# Task statement
Rewrite every line from the start of the rows through the line holding "top-left (132, 789), bottom-right (150, 929)", inclusive, with the requests kept as they are and each bounding-box coordinate in the answers increased by 140. Leave the pictures out.

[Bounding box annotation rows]
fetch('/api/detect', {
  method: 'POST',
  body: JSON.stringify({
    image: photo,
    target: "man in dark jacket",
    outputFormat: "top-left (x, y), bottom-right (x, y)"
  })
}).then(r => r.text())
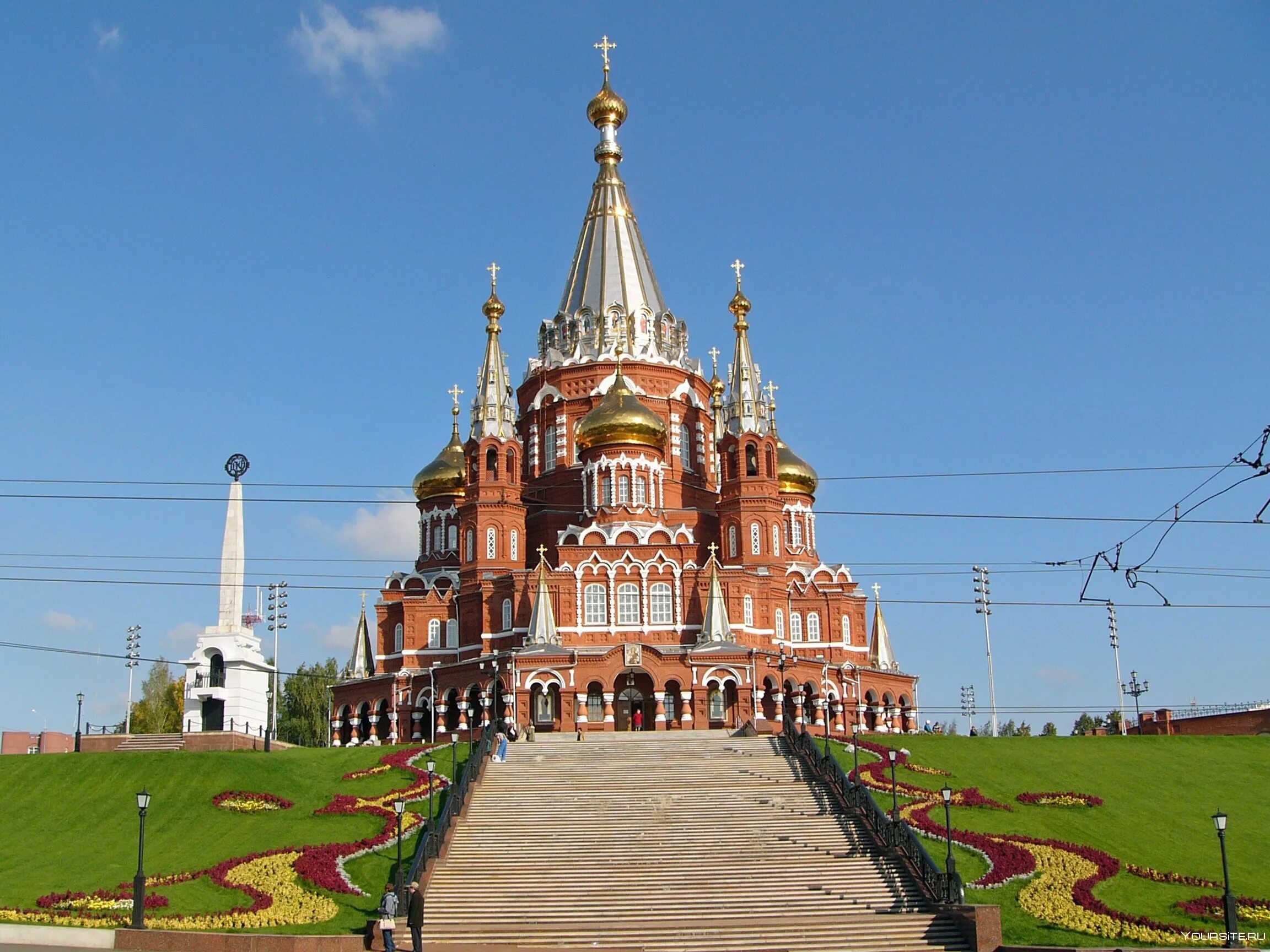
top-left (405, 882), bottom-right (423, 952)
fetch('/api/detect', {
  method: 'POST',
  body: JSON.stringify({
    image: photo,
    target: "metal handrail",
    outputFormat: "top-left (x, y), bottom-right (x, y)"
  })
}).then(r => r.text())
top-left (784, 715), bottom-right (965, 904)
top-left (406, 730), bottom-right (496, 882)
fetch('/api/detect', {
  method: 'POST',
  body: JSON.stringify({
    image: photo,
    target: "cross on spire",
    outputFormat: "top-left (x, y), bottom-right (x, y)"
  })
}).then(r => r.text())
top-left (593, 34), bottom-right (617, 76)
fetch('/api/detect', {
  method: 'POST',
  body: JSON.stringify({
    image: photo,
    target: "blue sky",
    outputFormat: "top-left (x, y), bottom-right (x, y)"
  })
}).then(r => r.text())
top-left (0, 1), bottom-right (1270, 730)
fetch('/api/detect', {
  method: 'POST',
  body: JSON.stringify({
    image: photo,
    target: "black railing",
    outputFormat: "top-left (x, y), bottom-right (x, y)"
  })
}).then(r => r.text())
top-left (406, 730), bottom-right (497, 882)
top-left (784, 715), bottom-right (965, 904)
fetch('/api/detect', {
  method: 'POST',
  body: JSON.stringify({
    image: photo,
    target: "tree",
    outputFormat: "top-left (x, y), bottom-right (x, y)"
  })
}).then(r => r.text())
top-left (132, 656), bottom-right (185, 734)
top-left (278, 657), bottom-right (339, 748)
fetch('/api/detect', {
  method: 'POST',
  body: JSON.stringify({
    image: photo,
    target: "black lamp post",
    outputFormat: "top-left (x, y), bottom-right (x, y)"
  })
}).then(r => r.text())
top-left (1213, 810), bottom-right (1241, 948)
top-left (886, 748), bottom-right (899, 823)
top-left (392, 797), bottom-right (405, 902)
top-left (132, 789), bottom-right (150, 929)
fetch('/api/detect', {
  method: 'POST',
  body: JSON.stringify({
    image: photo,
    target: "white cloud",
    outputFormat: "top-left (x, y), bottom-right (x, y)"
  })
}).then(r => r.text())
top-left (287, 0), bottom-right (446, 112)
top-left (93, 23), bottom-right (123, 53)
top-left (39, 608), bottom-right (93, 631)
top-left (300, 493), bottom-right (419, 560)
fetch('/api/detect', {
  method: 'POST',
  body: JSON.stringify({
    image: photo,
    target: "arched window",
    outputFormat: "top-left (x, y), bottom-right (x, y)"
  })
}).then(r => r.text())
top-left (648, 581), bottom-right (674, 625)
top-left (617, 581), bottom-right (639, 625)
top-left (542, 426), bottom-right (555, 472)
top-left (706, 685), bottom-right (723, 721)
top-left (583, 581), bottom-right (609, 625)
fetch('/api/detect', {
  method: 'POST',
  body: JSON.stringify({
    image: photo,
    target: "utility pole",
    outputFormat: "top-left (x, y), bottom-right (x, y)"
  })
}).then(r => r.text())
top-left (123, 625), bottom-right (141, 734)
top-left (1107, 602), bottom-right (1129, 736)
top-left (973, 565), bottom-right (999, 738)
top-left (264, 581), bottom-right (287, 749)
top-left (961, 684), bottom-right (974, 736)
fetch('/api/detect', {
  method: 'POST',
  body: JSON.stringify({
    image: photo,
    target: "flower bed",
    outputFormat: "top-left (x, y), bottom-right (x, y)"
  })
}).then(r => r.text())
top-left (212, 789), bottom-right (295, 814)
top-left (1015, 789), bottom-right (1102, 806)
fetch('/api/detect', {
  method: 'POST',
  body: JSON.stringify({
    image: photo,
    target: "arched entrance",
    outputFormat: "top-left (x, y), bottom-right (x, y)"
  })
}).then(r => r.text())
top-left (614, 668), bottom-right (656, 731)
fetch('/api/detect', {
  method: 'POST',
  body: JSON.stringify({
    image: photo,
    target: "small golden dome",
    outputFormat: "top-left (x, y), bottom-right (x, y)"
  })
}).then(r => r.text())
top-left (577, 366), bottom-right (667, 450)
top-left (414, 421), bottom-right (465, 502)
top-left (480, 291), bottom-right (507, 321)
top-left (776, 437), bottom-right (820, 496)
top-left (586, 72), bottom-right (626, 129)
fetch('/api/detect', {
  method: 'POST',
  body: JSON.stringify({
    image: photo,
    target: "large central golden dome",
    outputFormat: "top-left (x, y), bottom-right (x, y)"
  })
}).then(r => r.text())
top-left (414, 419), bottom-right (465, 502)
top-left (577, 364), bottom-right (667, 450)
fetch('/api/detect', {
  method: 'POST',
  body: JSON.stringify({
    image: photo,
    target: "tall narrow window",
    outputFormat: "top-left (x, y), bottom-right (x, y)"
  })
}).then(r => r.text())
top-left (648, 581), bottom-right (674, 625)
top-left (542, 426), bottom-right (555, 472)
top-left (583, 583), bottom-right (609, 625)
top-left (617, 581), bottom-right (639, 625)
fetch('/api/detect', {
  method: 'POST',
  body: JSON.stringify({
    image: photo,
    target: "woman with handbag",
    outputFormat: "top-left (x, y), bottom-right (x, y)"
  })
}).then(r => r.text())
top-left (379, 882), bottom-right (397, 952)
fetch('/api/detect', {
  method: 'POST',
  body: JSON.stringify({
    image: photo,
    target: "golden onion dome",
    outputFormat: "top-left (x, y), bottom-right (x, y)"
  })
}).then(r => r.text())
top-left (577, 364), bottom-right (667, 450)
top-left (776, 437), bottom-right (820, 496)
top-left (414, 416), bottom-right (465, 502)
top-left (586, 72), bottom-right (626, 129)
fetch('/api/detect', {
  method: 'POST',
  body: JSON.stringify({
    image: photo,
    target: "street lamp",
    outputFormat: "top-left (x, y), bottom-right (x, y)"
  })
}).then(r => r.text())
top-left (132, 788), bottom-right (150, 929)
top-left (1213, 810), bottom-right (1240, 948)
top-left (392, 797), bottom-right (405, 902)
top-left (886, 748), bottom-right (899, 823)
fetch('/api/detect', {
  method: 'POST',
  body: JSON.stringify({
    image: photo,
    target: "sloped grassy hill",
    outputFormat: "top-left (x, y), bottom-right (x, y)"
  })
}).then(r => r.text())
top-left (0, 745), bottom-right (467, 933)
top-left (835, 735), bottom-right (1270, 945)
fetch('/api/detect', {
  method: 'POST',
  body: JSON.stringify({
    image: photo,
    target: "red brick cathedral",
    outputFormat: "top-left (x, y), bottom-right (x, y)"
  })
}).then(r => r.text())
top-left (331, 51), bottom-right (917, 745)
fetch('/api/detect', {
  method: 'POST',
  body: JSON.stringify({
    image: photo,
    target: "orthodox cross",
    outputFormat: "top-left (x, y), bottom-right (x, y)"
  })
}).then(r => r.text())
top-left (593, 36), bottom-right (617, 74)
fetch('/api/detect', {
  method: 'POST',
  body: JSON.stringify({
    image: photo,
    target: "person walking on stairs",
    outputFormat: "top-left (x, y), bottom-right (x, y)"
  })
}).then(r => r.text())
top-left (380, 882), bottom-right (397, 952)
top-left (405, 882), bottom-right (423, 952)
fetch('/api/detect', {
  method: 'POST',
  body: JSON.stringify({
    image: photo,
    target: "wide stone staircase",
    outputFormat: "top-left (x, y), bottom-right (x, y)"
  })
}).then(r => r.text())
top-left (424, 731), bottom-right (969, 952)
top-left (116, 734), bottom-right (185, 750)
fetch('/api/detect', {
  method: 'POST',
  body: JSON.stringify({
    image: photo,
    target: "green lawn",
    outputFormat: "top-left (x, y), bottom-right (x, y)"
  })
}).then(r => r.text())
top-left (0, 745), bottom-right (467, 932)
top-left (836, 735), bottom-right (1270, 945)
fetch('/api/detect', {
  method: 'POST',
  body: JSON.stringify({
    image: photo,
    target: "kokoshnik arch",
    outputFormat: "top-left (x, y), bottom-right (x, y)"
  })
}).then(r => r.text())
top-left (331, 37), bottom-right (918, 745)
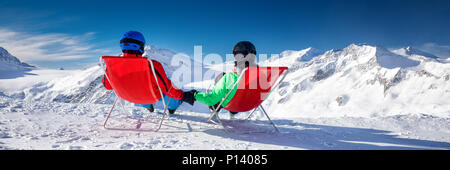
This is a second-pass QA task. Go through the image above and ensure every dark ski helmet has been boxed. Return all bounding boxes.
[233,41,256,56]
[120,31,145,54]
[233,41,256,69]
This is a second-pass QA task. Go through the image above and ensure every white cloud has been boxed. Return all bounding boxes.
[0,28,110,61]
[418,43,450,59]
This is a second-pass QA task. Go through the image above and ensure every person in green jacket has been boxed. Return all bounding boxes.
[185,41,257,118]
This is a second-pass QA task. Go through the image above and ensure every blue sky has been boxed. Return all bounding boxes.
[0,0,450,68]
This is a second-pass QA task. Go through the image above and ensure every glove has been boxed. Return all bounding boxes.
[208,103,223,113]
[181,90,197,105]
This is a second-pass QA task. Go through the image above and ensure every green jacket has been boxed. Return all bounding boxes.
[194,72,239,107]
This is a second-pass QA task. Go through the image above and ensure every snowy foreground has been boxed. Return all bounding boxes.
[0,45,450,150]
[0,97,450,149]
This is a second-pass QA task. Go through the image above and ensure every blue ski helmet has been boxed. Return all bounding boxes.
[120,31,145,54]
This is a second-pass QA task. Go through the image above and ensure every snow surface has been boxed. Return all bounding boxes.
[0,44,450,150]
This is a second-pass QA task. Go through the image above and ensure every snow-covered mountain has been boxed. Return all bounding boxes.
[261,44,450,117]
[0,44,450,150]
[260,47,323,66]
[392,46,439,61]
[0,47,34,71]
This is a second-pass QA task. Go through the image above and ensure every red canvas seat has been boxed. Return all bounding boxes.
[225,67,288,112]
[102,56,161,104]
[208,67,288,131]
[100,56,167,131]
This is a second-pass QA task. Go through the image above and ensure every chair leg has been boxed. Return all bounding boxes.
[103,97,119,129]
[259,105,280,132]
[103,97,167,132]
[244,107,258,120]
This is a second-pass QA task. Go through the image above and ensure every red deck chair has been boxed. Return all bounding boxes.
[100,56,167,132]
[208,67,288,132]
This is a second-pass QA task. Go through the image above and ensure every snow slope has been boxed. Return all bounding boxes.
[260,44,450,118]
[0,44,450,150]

# Response for this exercise
fetch('/api/detect', {
  method: 'POST',
  body: JSON.stringify({
    image: photo,
    target: "man in dark jacket",
    outputFormat: "top-left (x, y), bottom-right (x, y)"
  })
}).then(r => r.text())
top-left (545, 1022), bottom-right (563, 1092)
fetch('/api/detect', {
  method: 'POST',
  body: JSON.stringify({
    image: photo,
    target: "metal handrail",
    outputFormat: "top-left (x, y), bottom-right (x, y)"
  })
}).then(r => r.text())
top-left (924, 855), bottom-right (1105, 1044)
top-left (546, 870), bottom-right (636, 1022)
fetch('/api/detect', {
  method: 'POST',
  body: JSON.stringify({
    image: photo,
    target: "cross on spire",
    outputFormat: "top-left (x, y), bottom-right (x, y)"
  })
}).then(r => r.text())
top-left (733, 174), bottom-right (757, 216)
fetch('/api/detect', {
  method: 'POST',
  body: JSON.stringify({
    image: photo,
    target: "blue sky",
    outputFormat: "top-left (x, y), bottom-right (x, y)"
  })
}).then(r => r.text())
top-left (140, 141), bottom-right (1410, 870)
fetch('/api/detect', {
  method: 'POST',
  body: JSON.stringify({
    image: photo,
    target: "black railing",
    outputFormat: "top-left (x, y), bottom-right (x, y)"
  })
}).then(r => r.text())
top-left (546, 870), bottom-right (637, 1022)
top-left (924, 855), bottom-right (1105, 1044)
fetch('/api/detect', {
  method: 'POST',
  body: JSON.stringify({
    image: photo,
    target: "tree",
    outputFormat: "top-left (x, y), bottom-right (x, y)"
  })
}).then(r => r.text())
top-left (272, 796), bottom-right (325, 874)
top-left (418, 797), bottom-right (479, 888)
fetch('/api/detect', {
  method: 'POST',
  body: JSON.stringify({
    image: photo,
    target: "black lamp post",
    outputFormat: "top-left (x, y), bottom-right (x, y)"
  })
}).then(r => r.text())
top-left (1353, 950), bottom-right (1381, 1088)
top-left (1026, 888), bottom-right (1039, 963)
top-left (532, 937), bottom-right (545, 1042)
top-left (272, 929), bottom-right (290, 1069)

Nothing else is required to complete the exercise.